┌──
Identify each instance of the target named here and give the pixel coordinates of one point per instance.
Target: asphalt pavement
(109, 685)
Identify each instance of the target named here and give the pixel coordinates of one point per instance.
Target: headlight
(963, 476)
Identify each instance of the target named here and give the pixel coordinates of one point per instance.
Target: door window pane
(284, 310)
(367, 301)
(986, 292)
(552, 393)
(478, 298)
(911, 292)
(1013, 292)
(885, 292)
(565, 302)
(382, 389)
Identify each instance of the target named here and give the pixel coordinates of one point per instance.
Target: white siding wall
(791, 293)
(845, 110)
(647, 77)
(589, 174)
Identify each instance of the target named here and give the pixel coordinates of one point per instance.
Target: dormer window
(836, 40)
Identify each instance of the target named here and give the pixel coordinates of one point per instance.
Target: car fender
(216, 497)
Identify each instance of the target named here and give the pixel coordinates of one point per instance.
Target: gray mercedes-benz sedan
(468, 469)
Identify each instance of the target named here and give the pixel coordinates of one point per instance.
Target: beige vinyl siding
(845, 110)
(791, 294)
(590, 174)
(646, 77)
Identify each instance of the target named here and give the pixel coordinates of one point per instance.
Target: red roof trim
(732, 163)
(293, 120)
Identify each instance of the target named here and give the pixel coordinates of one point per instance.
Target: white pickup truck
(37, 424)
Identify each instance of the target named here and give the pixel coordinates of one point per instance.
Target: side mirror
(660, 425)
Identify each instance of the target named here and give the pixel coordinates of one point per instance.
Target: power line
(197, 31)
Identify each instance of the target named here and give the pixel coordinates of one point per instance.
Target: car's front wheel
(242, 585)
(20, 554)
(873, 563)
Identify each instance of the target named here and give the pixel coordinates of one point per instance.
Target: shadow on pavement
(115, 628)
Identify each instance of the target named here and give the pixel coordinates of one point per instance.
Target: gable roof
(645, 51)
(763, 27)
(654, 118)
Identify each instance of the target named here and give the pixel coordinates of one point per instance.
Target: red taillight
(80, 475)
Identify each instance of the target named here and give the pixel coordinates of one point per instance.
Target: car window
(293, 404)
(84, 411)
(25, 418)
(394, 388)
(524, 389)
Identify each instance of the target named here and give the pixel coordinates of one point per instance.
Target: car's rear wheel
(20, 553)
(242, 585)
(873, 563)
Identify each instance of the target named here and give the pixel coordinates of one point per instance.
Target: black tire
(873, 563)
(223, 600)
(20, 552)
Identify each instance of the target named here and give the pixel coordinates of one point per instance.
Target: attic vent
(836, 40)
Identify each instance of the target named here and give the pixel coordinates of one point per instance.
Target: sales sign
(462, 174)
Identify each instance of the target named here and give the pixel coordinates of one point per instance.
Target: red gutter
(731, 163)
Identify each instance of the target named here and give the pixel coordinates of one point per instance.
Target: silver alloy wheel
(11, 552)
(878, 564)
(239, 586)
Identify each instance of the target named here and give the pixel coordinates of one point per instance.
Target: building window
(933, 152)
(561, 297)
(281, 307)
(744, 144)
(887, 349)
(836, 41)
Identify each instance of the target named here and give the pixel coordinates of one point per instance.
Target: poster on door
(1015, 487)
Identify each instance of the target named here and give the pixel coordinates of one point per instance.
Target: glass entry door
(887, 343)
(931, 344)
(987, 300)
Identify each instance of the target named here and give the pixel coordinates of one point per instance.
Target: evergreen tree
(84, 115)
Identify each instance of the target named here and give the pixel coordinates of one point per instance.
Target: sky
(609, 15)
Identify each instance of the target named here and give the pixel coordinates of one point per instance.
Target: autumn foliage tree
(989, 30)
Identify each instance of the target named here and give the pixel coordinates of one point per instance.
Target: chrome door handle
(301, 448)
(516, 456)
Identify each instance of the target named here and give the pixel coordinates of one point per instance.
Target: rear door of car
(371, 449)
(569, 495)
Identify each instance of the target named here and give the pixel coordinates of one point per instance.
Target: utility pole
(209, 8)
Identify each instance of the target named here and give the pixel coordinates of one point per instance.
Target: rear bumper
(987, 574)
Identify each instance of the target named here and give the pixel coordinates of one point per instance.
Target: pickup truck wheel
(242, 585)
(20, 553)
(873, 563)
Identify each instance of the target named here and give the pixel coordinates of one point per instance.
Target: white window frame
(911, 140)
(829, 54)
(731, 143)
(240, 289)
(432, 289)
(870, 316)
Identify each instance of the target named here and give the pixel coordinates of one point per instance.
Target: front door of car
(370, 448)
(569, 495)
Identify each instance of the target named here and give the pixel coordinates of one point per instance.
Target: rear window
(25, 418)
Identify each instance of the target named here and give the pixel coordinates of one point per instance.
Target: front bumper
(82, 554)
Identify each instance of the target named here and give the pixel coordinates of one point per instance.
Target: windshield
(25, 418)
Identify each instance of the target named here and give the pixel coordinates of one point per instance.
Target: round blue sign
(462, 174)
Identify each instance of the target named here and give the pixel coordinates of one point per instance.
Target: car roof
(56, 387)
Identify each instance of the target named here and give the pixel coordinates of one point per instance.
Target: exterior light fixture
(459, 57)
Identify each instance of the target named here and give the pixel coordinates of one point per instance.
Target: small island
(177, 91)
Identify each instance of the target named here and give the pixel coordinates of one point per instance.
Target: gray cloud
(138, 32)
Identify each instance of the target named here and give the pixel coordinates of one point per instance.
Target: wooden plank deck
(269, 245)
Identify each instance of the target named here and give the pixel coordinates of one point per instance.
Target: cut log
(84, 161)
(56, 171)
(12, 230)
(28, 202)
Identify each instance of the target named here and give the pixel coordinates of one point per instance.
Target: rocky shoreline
└──
Every record above needs to be repeated word for word.

→ Response to the exercise
Identify each instance of the target named here and give the pixel coordinates of one point per instance.
Target: asphalt pavement
(109, 685)
Identify each instance of the target named here and give the pixel coordinates of one point per instance.
Target: headlight
(963, 476)
Identify each instance of the target named here and give the pixel coordinates of one point per instance.
Target: door window pane
(284, 310)
(367, 301)
(986, 292)
(552, 393)
(478, 298)
(911, 292)
(1013, 292)
(885, 292)
(565, 302)
(382, 389)
Identify each instance of the target named here and give the pixel coordinates of one point per instance.
Target: white siding wall
(791, 293)
(845, 110)
(647, 77)
(589, 174)
Identify each instance of the target named here and give the pixel coordinates of one point per instance.
Target: dormer window
(836, 40)
Identify each instance of the target named here and give the pixel coordinates of one point per instance.
Target: car fender
(216, 497)
Identify each instance of the target named here and give the pixel coordinates of one point per instance.
Target: gray mercedes-benz sedan
(468, 469)
Identify each instance of the target named here and give the pixel coordinates of one point per instance.
Target: beige vinyl siding
(845, 110)
(791, 294)
(590, 174)
(646, 77)
Identify each instance of the target named here and give the pixel coordinates of one point per instance.
Target: red roof trim
(732, 163)
(293, 120)
Identify each instance of the target named here and give the pixel coordinates of one point per instance.
Target: white pickup truck
(37, 424)
Identify each instance of the target named here and give the pixel coordinates of one point per instance.
Target: side mirror
(660, 425)
Identify each instance of the target named here and give the pixel coordinates of one point per instance.
Target: power line
(197, 31)
Identify each instance of the target named here and give the pixel coordinates of one point per instance.
Target: car's front wheel
(242, 585)
(20, 554)
(873, 563)
Identify each instance of the target named here and give the pixel coordinates of one point per instance.
Target: shadow on pavement
(115, 628)
Identify each instance of the target named here and give the pixel coordinates of one point per instance.
Target: gable roof
(645, 51)
(763, 27)
(654, 118)
Identify each instance of the target named here and give the pixel coordinates of one point per instance.
Target: red taillight
(80, 475)
Identify each instance of the target named here and give the pixel coordinates of one point per instance.
Target: car window
(293, 404)
(84, 411)
(25, 418)
(394, 388)
(524, 389)
Identify each instance of the target named here and give the pixel coordinates of one point per instance.
Target: car's rear wheel
(20, 553)
(242, 585)
(873, 563)
Identify each instance of the target named here and give the pixel coordinates of one point per instance.
Target: black tire
(873, 563)
(223, 600)
(20, 552)
Identify each instance of the target named here and give the pixel coordinates of one point per instance.
Target: attic vent
(836, 40)
Identify each instance of the target named here and give the pixel coordinates of one point per instance.
Target: sales sign
(462, 174)
Identify each instance of the target named here and give the pixel coordinates of one point per instance.
Target: red gutter
(731, 163)
Identify each instance of the target named here and give the pixel coordinates of one point per instance.
Target: silver alloy wheel
(11, 552)
(878, 564)
(239, 586)
Identify each instance of the target named here and give the pixel coordinates of one point per instance.
Target: building window
(933, 152)
(561, 297)
(281, 307)
(744, 144)
(887, 349)
(836, 41)
Identify each instance of the target named here and give the pixel coordinates of one point per instance.
Target: poster on door
(1015, 487)
Identify each instance of the target named here and give the pixel coordinates of one point per instance.
Target: glass entry door
(887, 343)
(931, 344)
(987, 300)
Identify each instance of the target named here and give the pixel coordinates of one point per instance.
Target: evergreen tree
(84, 115)
Identify each instance of the target named here and give the pixel coordinates of one point per instance.
Target: sky
(609, 15)
Identify each instance of the target named here and give the pixel coordinates of one point per instance.
Target: autumn foliage tree
(989, 30)
Identify each instance of the target named here and give the pixel coordinates of one point per instance.
Target: chrome door handle
(301, 448)
(516, 456)
Identify each instance of the target named here and give the pixel coordinates of one point per instance.
Target: rear door of car
(371, 449)
(569, 495)
Identify each instance of the target named here and give the pixel coordinates of one point per instance.
Target: utility pole
(209, 8)
Identify each instance of the target named here and give the pixel coordinates of one point per instance.
Target: rear bumper
(987, 574)
Identify each instance of the target named here and give the pixel coordinates of one point per instance.
Target: pickup truck wheel
(242, 585)
(20, 553)
(873, 563)
Identify each instance of the target named here and give the pixel coordinates of one point per instance.
Target: white window frame
(911, 140)
(829, 54)
(731, 143)
(240, 289)
(432, 289)
(870, 316)
Identify each instance of the target named here and give the pixel coordinates of one point per instance.
Target: front door of car
(370, 448)
(569, 495)
Identify each instance of the target named here and give the pixel coordinates of one point per instance.
Target: rear window
(25, 418)
Identify each instance of the target named here and give the pixel coordinates of one point per instance.
Target: front bumper
(82, 554)
Identify each instance of the target named here and give the pixel coordinates of one point per instance.
Target: windshield
(25, 418)
Identify each instance of the target named here and give the pixel coordinates of one point per instance.
Target: round blue sign
(462, 174)
Identify each instance of the target named here and give the pixel coordinates of one point per instance.
Target: car roof
(56, 387)
Identify each instance of the target named here and give the pixel coordinates of one point per instance.
Target: exterior light fixture
(459, 57)
Identify each instance of the target named here and give the pixel coordinates of one point per instance.
Target: small island
(177, 91)
Identify each instance of the target named here and give the pixel coordinates of one point per instance.
Target: gray cloud
(138, 32)
Identify each instance of the target named here and give the pixel coordinates of one point per instance.
Target: wooden plank deck
(269, 245)
Identify each instance of the target named here and give the pixel coordinates of one point per instance.
Target: cut log
(84, 161)
(56, 171)
(12, 230)
(28, 202)
Identify each instance of the target named here and give the pixel coordinates of one point per instance.
Target: rocky shoreline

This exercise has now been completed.